# PROBLEM REQUIREMENTS
Print the listing that follows, character for character.

# DATA
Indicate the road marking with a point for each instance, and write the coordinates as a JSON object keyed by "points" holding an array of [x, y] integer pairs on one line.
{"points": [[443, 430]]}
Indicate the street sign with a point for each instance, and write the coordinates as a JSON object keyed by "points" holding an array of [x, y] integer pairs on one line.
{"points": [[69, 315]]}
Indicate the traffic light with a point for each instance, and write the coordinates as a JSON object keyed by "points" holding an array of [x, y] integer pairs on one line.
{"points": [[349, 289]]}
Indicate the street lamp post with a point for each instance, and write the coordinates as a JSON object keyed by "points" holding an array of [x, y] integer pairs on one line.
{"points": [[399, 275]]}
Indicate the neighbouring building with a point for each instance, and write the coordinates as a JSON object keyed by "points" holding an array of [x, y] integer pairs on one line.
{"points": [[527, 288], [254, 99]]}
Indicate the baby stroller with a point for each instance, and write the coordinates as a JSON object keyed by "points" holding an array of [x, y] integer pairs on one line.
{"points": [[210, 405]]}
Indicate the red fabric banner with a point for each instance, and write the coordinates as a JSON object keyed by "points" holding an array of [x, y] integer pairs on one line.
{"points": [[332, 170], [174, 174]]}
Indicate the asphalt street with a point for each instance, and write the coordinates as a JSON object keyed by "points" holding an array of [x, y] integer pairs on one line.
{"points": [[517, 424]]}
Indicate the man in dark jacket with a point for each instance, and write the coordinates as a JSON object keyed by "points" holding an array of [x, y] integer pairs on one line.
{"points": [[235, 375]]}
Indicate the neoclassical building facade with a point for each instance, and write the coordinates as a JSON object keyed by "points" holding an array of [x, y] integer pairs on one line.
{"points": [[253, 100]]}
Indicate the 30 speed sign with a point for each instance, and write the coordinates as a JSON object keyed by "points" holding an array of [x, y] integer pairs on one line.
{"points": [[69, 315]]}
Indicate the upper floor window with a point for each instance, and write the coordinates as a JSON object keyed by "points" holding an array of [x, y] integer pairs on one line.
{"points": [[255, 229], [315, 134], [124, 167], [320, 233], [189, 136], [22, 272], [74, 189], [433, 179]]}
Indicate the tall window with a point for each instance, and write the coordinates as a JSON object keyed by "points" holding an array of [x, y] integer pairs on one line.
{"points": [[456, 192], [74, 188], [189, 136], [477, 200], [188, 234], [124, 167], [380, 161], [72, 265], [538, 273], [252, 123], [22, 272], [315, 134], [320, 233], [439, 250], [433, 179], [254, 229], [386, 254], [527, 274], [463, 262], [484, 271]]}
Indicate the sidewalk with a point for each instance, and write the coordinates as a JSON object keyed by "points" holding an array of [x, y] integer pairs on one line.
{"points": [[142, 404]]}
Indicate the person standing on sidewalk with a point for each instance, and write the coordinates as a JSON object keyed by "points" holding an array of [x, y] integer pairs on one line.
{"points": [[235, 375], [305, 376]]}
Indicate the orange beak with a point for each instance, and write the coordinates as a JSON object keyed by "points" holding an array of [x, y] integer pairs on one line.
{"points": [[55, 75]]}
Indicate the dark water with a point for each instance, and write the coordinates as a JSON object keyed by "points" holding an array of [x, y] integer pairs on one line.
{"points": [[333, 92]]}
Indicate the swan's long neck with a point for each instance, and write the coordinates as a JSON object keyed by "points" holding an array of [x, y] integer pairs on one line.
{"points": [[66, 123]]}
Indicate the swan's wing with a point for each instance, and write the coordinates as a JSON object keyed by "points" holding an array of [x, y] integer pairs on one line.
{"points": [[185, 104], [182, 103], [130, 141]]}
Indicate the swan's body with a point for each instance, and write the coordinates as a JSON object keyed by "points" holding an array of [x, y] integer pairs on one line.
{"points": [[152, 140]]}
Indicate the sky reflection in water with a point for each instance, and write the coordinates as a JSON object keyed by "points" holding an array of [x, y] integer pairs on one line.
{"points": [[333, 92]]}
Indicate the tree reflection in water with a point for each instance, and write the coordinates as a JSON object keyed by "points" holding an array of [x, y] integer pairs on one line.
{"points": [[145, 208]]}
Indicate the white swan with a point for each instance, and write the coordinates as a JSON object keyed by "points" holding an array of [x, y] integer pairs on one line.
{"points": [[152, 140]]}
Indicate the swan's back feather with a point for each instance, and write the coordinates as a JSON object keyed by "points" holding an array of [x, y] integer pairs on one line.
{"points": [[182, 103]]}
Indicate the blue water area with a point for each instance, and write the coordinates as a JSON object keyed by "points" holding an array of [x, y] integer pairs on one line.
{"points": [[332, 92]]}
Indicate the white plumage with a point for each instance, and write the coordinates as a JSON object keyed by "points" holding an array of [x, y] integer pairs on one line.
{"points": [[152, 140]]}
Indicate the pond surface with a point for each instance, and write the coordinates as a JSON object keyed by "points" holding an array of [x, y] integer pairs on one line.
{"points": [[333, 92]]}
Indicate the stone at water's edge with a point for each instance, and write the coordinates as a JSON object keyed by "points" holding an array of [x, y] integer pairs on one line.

# FINISHED TASK
Indicate the road marking with a point for each instance, and write the coordinates as a JSON object keyed by "points" holding an array of [x, y] integer pairs on one line.
{"points": [[443, 430]]}
Indicate the street sign with a point for each instance, and write the coordinates as a JSON object keyed by "points" holding an array of [x, y] integer pairs on one line.
{"points": [[69, 315]]}
Indicate the traffic light with a point for each instance, and write the coordinates as a JSON object keyed by "points" holding an array of [x, y] integer pairs on one line.
{"points": [[349, 289]]}
Indicate the street lamp post with a point for each instance, and write the coordinates as a JSON object keyed by "points" holding an array of [x, y] integer pairs on one line.
{"points": [[399, 275]]}
Indicate the neighbouring building with a point for each instance, and write the coordinates as a JSON object keyed by "points" holding an array of [x, y] integer pairs on one line.
{"points": [[527, 288], [254, 99]]}
Indicate the baby stroller with a point for each instance, and write the coordinates as a JSON object keyed by "points" holding an array of [x, y] integer pairs on one line.
{"points": [[210, 405]]}
Indicate the red fabric banner with a point for each instance, and write the coordinates as a JSON object keyed by "points" holding an array of [x, y] integer pairs on one line.
{"points": [[332, 170], [174, 174]]}
Indicate the asphalt street with a point for each instance, and write the coordinates as a JSON object keyed by "points" holding an array of [x, y] integer pairs on one line.
{"points": [[517, 424]]}
Indicate the man in dark jacket with a point for each instance, and write the coordinates as a JSON object keyed by "points" holding an array of [x, y] integer pairs on one line.
{"points": [[235, 375]]}
Indicate the neoclassical building facade with a point for each instance, and write the coordinates as a JSON object keyed by "points" holding an array of [x, y] integer pairs on one line.
{"points": [[253, 100]]}
Indicate the 30 speed sign with a point for each instance, and write the coordinates as a JSON object keyed by "points" holding an array of [x, y] integer pairs on one line.
{"points": [[69, 315]]}
Indicate the upper floor window with a point for each instance, and write the coordinates as a JSON object keyed by "points" holding an array of [x, y] integer pairs on one line.
{"points": [[255, 229], [315, 134], [124, 167], [320, 233], [189, 136], [22, 272], [74, 189], [433, 179]]}
Indicate the tall window with a point for each instance, and write the coordinates as a JSON object keyed by "points" holding an array of [x, y] integer pairs on one line.
{"points": [[456, 192], [74, 188], [189, 136], [477, 200], [188, 234], [124, 167], [380, 161], [72, 265], [538, 273], [252, 123], [22, 272], [315, 134], [320, 233], [439, 250], [433, 179], [254, 229], [386, 254], [527, 274], [463, 262], [484, 271]]}
Indicate the sidewalk with a point for each instance, and write the coordinates as a JSON object keyed by "points" holding an array of [x, y] integer pairs on one line.
{"points": [[142, 404]]}
Indicate the person standing on sidewalk with a point for each instance, and write the coordinates as a JSON object keyed by "points" holding an array of [x, y] integer pairs on one line.
{"points": [[235, 375], [305, 376]]}
Indicate the orange beak with a point for each instance, and write the coordinates as a JSON object keyed by "points" holding an array of [x, y] integer pairs on one line.
{"points": [[55, 75]]}
Indicate the dark water with a point for each instance, and write the coordinates as a JSON object keyed by "points" holding an array of [x, y] integer pairs on one line.
{"points": [[333, 92]]}
Indicate the swan's long neck with a point for each instance, and write the coordinates as a JSON object keyed by "points" holding an array of [x, y] integer pairs on one line.
{"points": [[66, 123]]}
Indicate the swan's wing with a point for each instance, and write the coordinates as a JSON object keyed by "points" holding an array of [x, y] integer pairs on one line.
{"points": [[185, 104], [182, 103], [130, 141]]}
Indicate the swan's body with a point for each instance, and write the coordinates as a JSON object keyed by "points" holding an array of [x, y] integer pairs on one line.
{"points": [[152, 140]]}
Indicate the sky reflection in water with a point for each instance, and write the coordinates as a JSON object keyed by "points" holding an array of [x, y] integer pairs on one line.
{"points": [[333, 92]]}
Indicate the tree reflection in water with a point for each instance, and write the coordinates as a JSON object keyed by "points" holding an array of [x, y] integer pairs on one line.
{"points": [[145, 208]]}
Indicate the white swan with a point for each instance, and write the coordinates as a JSON object keyed by "points" holding an array of [x, y] integer pairs on one line.
{"points": [[152, 140]]}
Indicate the swan's back feather with a point for each instance, and write the coordinates as a JSON object keyed by "points" holding an array of [x, y] integer pairs on one line.
{"points": [[182, 103]]}
Indicate the blue water area with a point for each instance, and write the coordinates as a JSON object keyed by "points" holding an array of [x, y] integer pairs on one line.
{"points": [[332, 92]]}
Indicate the white plumage with a point for each instance, and write the coordinates as a JSON object keyed by "points" holding an array of [x, y] integer pairs on one line.
{"points": [[152, 140]]}
Indicate the pond surface with a point for each instance, and write the coordinates as a JSON object keyed by "points" holding an array of [x, y] integer pairs on one line.
{"points": [[333, 92]]}
Indicate the stone at water's edge with a point for each instance, and write the coordinates as a JSON object keyed by "points" holding an array of [x, y] integer pairs on one line.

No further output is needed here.